Six months ago (specifically: March 8, before even Bear Stearns had collapsed) I undertook a scenario planning exercise with Peter Schwartz, Steve Weber, and several other colleagues, trying to assess where this whole "sucker" (to use Bush's choice phrase) could possibly end up. We spent a lovely, sunny afternoon on Peter's balcony in the Berkeley Hills thinking rational but black thoughts about where it could all end up. 

By the end of the exercise, as we discussed the various risks in the system, and how it might all play out, we had laid out a scenario whereby the money center banks, that is, the very core of the Western financial system (in the U.S., these are Citigroup, JP Morgan Chase, and Bank of America) could end up insolvent, necessitating a wholesale nationalization of the banking sector. We then looked around the table at each other and tried to imagine what this would mean for Western capitalism and democracy, and it just seemed too crazy to even consider. Political and ideological apocalypse on a scale of the collapse of the Soviet Union.

We all sat there, feeling a little crazy, and then finally one of us (who shall remain, for now, unnamed) uttered the most taboo words in scenario planning: "That could never happen. Impossible." 

And we all agreed, and wrapped up the session.

Well, here's Australia's leading free-marketeer, writing in a Murdoch-owned paper:
Inevitably, the US, Britain and Europe are going to end up with nationalised banking systems in one form or another, and with governments guaranteeing not only their deposits but probably all their liabilities. The nationalisation will be a temporary emergency measure. But for some time at least the systemically important banks effectively are going to be public utilities and must be regulated accordingly.
The wholesale ideological and political collapse of Communism? There were lots of smart people as late as 1989 who said that couldn't ever happen, either....

Thursday, October 09, 2008

A possible upside to the financial crisis

They say that in every crisis is an opportunity -- for visionary and effective leaders. Well, here's one possible silver lining to the global financial crisis, courtesy of Pascal Lamy, director-general of the World Trade Organization:

He suggested the crisis might be a blessing in disguise in the long term – to drive a "grand bargain" between the global players for a more coherent system of global governance.

That would include a new Bretton Woods pact to regulate the financial world, conclusion of the Doha trade round, a new post-Kyoto deal on climate change to bring in the US as well as China and India, and reform of the United Nations Security Council.

There would be benefits for developed and developing countries, he said. Maybe it is too fantastic to hope for. At the very least it would require the wholehearted engagement of the next US administration. Washington has long been resisting more regulated global governance. But maybe this time a homegrown US crisis will prove the trigger for a change of heart.

Of course, this is the same guy who thinks the Doha Round is going to get done.
◆ ◆ ◆ ◆
# Assignment
Transcribe the stretch of the financial-crisis passage above from "He suggested the" through "of global governance.", keeping every word and punctuation mark unchanged.

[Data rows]
◆ ◆ ◆ ◆
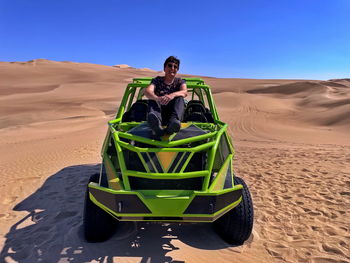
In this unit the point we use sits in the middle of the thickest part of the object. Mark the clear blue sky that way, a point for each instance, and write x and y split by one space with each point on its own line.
307 39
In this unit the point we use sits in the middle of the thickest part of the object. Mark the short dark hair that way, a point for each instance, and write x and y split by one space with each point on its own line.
172 59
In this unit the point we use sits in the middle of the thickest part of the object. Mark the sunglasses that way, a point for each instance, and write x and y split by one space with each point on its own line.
169 65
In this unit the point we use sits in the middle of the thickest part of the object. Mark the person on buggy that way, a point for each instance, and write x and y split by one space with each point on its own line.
◆ ◆ ◆ ◆
# Response box
He suggested the crisis might be a blessing in disguise in the long term – to drive a "grand bargain" between the global players for a more coherent system of global governance.